**TEXTAUSZUG:**

* * * * *

# PELV - erfüllt dieses Netzteil die Anforderungen (sichere Trennung vorhanden?)



## Opa Brass (8 Dezember 2020)

Hallo,


ich suche ein Netzteil, welches den PELV-Anforderungen nach 60204-1 entspricht.
Die Ausgangsspannung 24 VDC gilt ja schon mal als Kleinspannung. Aber wie sieht es aus mit der sicheren Trennung?
Eigentlich würde ich erwarten dass dieses Symbol zur sicheren Trennung abgebildet sein müsste (Wappenförmiges Symbol mit zwei Kreisen und ein Strich in der Mitte).




Aber unglücklicherweise habe ich nun schon die Datenblätter von vielen Hutschienen-Netzteilen durchsucht und fast nirgendwo ist dieses Symbol abgebildet.
Wenn ich mir z.B. das "Mean Well NDR-480-24" anschaue, dann steht im Datenblatt u.a. dass sie die Anforderungen der 60204-1 erfüllt.

* * * * *

**TEILE DER ÜBUNG:**
- 1) Schreibe aus dem Forumsbeitrag über PELV-Netzteile den Abschnitt von "## Opa Brass" bis "dieses Symbol abgebildet." wortgetreu ab.
- 2) Setze den Forumsbeitrag über PELV-Netzteile im Anschluss an seinen letzten Satz fort.

[Einträge zur Beschriftung von Regionen]

* * * * *

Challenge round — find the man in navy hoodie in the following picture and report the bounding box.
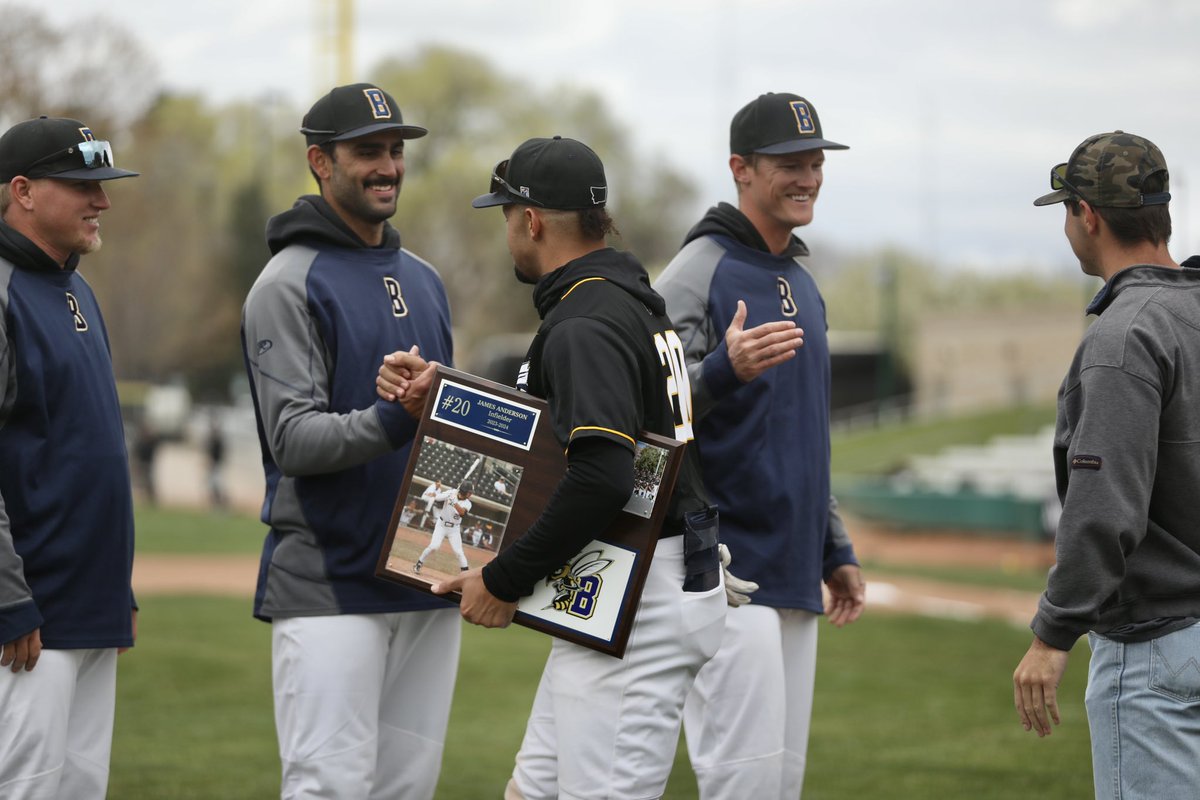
[242,84,461,800]
[0,116,137,800]
[655,94,865,800]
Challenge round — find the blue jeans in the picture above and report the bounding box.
[1086,624,1200,800]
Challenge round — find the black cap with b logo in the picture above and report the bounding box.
[470,136,608,211]
[300,83,428,145]
[730,92,850,156]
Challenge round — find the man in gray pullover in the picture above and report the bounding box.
[1013,131,1200,800]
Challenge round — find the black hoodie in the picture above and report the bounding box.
[484,248,707,602]
[683,203,809,258]
[266,194,400,255]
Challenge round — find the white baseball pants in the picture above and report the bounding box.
[0,648,116,800]
[684,602,820,800]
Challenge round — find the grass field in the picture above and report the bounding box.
[109,509,1091,800]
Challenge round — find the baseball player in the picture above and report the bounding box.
[413,481,475,575]
[655,94,865,800]
[422,137,725,800]
[242,84,462,800]
[0,116,137,800]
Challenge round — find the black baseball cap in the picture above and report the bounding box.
[470,136,608,211]
[0,116,138,184]
[730,92,850,156]
[300,83,428,144]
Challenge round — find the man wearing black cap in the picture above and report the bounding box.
[1013,131,1200,800]
[655,94,864,800]
[0,116,137,800]
[242,84,461,799]
[433,137,725,800]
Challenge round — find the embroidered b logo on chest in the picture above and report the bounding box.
[67,291,88,333]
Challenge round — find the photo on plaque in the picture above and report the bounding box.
[624,441,671,519]
[388,435,524,584]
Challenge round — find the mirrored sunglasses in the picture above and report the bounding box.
[490,158,541,205]
[26,140,114,170]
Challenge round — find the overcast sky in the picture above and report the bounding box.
[38,0,1200,269]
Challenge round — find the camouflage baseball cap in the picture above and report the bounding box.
[1033,131,1171,209]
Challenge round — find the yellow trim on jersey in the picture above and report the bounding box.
[558,278,608,302]
[568,424,637,447]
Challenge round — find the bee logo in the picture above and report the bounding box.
[542,551,612,619]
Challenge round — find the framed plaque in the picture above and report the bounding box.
[376,366,683,657]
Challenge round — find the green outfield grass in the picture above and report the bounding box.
[109,597,1091,800]
[134,505,266,555]
[109,509,1091,800]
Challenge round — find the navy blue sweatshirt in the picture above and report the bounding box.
[0,222,134,649]
[654,203,857,614]
[242,196,454,620]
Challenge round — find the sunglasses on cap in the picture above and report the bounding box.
[488,158,542,205]
[25,140,114,172]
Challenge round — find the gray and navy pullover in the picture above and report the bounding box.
[0,222,134,649]
[1032,262,1200,650]
[654,203,857,613]
[484,247,708,601]
[242,196,454,620]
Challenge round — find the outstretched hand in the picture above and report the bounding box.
[725,300,804,384]
[1013,637,1070,738]
[826,564,866,627]
[0,627,42,672]
[432,570,517,627]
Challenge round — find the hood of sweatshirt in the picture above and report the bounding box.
[0,222,79,273]
[683,203,809,258]
[533,247,667,319]
[266,194,400,255]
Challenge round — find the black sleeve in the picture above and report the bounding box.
[484,437,634,602]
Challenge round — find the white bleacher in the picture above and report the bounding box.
[895,427,1055,499]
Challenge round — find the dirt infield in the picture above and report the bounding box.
[133,519,1054,627]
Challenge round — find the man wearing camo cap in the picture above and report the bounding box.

* * * * *

**ANTWORTEN JE AUFGABE:**
- 1)
## Opa Brass (8 Dezember 2020)

Hallo,


ich suche ein Netzteil, welches den PELV-Anforderungen nach 60204-1 entspricht.
Die Ausgangsspannung 24 VDC gilt ja schon mal als Kleinspannung. Aber wie sieht es aus mit der sicheren Trennung?
Eigentlich würde ich erwarten dass dieses Symbol zur sicheren Trennung abgebildet sein müsste (Wappenförmiges Symbol mit zwei Kreisen und ein Strich in der Mitte).




Aber unglücklicherweise habe ich nun schon die Datenblätter von vielen Hutschienen-Netzteilen durchsucht und fast nirgendwo ist dieses Symbol abgebildet.

- 2)
Die 60204-1 lässt mich darauf schließen, dass es über eine sichere Trennungs verfügen muss, weil in dieser Norm gefordert ist, dass bei Anwendung von PELV eine sichere Trennung vorhanden sein muss. Sehe ich das richtig? Die EN60950-1 kenne ich leider nicht und habe auch keinen Zugriff darauf. Weiß jemand was hier zum Thema drin steht?






Danke und Gruß,
Kai


----------



## Opa Brass (8 Dezember 2020)

Und hier nochmal der Link zu dem kompletten Datenblatt:


https://asset.conrad.com/media10/ad...4-hutschienen-netzteil-din-rail-480-w-1-x.pdf


----------



## de vliegende hollander (9 Dezember 2020)

Ja, ist in der Praxis PELV.

Zugelassen nein.


----------



## Gleichstromer (9 Dezember 2020)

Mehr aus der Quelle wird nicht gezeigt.